Task to carry out:
Copy out verbatim the stretch of material below, from the line containing "it: point(97, 383)." through the line containing "point(150, 372)", including both of those lines.

[start]

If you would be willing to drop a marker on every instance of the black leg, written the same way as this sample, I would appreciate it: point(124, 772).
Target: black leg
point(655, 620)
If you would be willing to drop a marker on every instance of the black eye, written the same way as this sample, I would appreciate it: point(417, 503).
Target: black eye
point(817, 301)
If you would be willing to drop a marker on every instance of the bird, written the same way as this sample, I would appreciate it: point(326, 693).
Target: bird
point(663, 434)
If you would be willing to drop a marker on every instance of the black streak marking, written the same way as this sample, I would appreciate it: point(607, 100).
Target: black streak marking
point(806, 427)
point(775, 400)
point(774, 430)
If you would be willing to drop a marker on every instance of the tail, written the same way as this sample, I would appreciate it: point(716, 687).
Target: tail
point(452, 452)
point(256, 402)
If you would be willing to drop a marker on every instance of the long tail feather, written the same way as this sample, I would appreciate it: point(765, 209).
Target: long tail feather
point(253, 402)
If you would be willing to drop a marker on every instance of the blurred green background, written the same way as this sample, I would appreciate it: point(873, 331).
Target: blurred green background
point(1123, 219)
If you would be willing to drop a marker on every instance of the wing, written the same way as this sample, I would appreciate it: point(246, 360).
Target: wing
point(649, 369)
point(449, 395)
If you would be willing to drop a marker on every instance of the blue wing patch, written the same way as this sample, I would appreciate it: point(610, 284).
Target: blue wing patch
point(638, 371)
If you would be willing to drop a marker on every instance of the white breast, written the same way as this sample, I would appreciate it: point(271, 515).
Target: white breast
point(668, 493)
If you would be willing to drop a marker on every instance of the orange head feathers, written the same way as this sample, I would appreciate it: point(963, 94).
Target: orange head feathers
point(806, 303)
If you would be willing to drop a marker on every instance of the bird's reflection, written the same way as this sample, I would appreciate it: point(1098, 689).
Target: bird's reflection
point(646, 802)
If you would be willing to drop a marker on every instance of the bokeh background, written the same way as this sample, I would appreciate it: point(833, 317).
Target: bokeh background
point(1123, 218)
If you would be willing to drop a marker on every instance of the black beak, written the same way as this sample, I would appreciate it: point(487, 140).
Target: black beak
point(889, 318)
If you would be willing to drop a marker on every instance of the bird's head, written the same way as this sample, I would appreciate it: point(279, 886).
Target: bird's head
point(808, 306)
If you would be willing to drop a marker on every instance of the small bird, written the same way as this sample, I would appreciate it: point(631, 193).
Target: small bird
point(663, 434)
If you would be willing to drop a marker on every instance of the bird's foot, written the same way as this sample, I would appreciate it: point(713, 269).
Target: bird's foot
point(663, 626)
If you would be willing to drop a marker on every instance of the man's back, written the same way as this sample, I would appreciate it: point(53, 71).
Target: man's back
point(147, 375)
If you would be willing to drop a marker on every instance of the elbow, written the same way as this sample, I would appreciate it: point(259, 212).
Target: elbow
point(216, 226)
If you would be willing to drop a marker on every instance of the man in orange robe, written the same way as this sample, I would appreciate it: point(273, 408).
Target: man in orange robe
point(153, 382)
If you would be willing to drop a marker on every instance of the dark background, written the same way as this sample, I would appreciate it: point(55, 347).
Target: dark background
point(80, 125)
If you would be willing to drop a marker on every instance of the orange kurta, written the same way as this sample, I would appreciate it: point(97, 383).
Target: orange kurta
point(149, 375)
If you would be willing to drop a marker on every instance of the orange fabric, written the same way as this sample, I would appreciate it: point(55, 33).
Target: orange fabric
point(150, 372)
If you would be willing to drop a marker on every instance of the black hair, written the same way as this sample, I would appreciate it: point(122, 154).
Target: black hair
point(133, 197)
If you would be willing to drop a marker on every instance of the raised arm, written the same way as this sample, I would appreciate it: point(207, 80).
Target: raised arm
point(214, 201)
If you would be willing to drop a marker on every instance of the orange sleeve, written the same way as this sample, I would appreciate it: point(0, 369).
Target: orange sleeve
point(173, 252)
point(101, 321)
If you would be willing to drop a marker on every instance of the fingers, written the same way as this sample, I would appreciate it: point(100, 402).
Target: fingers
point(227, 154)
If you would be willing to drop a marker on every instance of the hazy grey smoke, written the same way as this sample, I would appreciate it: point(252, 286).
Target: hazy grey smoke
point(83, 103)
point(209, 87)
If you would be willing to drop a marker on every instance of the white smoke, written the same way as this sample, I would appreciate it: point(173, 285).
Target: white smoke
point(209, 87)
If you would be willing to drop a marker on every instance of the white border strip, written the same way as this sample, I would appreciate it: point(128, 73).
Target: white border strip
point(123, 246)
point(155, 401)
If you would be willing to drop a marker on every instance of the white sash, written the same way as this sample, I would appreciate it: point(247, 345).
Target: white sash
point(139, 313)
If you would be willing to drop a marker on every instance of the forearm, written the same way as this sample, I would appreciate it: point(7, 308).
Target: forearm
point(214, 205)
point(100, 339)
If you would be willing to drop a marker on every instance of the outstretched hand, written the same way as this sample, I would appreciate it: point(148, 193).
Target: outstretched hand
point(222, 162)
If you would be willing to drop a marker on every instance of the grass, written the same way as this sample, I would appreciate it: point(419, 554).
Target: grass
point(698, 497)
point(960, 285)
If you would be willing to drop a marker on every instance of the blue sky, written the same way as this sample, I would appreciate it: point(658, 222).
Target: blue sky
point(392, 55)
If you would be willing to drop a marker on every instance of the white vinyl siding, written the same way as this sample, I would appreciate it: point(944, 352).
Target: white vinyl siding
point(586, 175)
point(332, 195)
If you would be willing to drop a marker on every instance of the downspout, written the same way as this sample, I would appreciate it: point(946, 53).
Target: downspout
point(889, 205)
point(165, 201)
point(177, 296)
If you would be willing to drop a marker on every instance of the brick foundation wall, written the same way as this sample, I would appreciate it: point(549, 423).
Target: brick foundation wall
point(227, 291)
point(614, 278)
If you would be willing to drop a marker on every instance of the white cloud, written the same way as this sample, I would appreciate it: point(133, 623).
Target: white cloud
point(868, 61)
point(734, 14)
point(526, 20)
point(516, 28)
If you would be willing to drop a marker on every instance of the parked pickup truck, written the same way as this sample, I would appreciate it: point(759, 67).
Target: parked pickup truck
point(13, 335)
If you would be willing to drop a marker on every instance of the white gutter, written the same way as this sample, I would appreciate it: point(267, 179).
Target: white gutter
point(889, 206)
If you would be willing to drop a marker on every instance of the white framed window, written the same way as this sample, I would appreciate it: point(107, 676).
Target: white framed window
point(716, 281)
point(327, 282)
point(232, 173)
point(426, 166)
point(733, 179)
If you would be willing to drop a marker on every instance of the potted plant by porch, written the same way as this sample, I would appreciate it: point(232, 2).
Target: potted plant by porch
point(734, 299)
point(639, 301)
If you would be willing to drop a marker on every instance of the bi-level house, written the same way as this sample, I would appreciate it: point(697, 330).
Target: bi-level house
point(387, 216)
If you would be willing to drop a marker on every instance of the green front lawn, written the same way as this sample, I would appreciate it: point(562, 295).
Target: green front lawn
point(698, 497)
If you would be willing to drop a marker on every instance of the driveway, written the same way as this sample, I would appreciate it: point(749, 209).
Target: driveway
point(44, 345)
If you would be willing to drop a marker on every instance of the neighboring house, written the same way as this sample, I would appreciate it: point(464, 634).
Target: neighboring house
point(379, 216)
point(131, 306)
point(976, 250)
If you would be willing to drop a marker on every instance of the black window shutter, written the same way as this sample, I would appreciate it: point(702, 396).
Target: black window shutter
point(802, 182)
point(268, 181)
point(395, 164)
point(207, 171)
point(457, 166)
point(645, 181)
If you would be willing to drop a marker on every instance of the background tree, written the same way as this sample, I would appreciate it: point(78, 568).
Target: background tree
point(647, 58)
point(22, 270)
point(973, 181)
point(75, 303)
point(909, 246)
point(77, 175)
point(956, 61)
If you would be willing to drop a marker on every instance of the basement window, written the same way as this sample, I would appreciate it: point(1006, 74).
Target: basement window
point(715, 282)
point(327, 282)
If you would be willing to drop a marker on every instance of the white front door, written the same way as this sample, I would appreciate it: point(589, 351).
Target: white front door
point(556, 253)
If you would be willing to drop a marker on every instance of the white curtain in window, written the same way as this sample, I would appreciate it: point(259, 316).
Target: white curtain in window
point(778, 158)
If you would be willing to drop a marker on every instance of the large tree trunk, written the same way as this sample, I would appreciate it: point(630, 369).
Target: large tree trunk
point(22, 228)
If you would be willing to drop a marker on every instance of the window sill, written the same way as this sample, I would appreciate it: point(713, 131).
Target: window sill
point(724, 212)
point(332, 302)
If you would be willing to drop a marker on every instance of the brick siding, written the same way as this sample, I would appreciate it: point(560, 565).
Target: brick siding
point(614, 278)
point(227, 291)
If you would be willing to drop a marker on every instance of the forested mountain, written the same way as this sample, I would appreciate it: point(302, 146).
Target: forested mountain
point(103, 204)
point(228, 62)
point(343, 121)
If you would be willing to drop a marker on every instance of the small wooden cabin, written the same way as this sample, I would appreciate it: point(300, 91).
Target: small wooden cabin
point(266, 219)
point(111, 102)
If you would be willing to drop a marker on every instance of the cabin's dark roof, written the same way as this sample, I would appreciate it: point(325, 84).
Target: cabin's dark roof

[end]

Full solution:
If you would be willing to drop a marker on every instance of the orange kurta, written the same way as this sample, I would appreciate it: point(97, 383).
Target: orange kurta
point(149, 375)
If you would be willing to drop a marker on every instance of the orange fabric, written the same way as this sample, I would appreciate it: point(55, 33).
Target: orange fabric
point(150, 372)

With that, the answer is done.